REQUIREMENT:
From the technical specifications, quote the passage that begins with "The following table" and ends after "on the sample.", word for word.

SOURCE DOCUMENT:
┌────────

Technical Specifications

The following table summarizes the key experimental and performance parameters derived from the study of mineral inclusions.

Parameter	Value	Unit	Context
Raman Spectrometer	LabRAMHR800	N/A	Instrument used for spectral acquisition.
Excitation Laser	Nd:YAG	N/A	Laser type used.
Wavelength	532	nm	Laser wavelength.
Laser Power	10	mW	Power used on the sample.
Spectral Range	100-1200	cm^-1	Range of recorded Raman shifts.
Grating Density	1800	lines/mm	Diffraction grating specification.
Peak Position Precision	±0.5	cm^-1	Precision achieved via Lorentz function fitting.
Olivine Mg# Range Studied	0.900-0.935	N/A	Compositional range of peridotite olivine inclusions.
Cpx CaO Regression Error	1.1 (Modal)	wt %	Error relative to EPMA data (for CaO <5 wt %).

└────────

DATA SECTION:
┌────────

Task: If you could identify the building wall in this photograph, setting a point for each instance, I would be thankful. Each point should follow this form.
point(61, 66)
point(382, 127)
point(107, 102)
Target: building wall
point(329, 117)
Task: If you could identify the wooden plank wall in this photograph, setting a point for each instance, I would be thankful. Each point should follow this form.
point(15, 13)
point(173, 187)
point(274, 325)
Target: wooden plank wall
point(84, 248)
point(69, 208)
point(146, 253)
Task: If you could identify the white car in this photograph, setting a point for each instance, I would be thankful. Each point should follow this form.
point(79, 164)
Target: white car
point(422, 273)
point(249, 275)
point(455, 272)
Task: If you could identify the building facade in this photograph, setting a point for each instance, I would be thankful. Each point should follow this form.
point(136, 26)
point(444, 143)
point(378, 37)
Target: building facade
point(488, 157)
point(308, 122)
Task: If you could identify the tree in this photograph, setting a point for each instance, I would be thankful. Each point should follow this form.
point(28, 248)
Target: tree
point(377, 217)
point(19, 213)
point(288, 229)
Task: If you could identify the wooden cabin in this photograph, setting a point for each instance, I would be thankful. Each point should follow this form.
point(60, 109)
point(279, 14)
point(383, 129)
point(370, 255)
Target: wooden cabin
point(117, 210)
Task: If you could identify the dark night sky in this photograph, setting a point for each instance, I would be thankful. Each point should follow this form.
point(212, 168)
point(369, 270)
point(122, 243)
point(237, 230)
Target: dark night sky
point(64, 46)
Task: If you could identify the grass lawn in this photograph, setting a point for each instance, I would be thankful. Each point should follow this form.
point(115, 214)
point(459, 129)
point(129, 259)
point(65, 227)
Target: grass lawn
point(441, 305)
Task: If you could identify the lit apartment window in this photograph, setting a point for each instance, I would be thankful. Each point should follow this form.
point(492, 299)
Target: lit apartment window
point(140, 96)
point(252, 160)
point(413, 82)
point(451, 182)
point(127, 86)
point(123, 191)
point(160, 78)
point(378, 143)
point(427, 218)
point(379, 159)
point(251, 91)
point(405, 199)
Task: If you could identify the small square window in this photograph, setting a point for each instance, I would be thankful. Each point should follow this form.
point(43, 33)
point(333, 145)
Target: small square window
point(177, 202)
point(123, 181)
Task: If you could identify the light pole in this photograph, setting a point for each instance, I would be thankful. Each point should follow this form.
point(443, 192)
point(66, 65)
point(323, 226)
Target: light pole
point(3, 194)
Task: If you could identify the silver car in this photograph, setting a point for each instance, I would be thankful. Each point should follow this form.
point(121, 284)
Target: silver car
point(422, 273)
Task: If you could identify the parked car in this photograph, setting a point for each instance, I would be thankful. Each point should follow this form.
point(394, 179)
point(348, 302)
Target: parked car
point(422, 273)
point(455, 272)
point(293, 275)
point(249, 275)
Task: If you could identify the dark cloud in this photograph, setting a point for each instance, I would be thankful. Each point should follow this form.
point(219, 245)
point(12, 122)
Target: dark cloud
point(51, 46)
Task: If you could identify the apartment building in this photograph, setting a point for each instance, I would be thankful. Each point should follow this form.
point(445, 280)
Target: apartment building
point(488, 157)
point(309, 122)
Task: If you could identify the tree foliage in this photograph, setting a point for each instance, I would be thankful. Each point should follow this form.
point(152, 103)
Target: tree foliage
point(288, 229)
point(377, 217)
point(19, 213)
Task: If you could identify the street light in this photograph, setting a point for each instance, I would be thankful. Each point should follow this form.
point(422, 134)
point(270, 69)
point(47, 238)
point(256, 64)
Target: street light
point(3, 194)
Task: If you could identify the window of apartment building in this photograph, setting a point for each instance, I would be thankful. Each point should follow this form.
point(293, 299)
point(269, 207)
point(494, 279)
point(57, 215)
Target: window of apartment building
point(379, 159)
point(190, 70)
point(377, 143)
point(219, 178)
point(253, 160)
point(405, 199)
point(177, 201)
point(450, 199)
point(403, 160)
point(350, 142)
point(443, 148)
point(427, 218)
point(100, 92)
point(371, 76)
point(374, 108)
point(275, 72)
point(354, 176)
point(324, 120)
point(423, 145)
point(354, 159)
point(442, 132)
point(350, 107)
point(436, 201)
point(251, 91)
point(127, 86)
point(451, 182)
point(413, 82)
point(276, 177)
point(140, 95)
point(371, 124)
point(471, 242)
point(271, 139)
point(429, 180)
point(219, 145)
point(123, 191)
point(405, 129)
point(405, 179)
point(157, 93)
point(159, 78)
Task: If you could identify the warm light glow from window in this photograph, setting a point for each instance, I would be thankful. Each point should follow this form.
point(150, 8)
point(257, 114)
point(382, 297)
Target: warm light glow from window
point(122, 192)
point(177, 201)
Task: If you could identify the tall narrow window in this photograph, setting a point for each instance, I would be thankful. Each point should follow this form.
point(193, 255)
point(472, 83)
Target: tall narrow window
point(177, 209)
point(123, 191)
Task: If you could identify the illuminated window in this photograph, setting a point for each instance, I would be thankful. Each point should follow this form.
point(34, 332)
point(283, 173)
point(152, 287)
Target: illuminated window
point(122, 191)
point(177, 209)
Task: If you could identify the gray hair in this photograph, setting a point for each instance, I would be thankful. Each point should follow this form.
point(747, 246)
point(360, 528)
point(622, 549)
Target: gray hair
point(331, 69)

└────────

THE COMPLETED TASK:
The following table summarizes the key experimental and performance parameters derived from the study of mineral inclusions.

Parameter	Value	Unit	Context
Raman Spectrometer	LabRAMHR800	N/A	Instrument used for spectral acquisition.
Excitation Laser	Nd:YAG	N/A	Laser type used.
Wavelength	532	nm	Laser wavelength.
Laser Power	10	mW	Power used on the sample.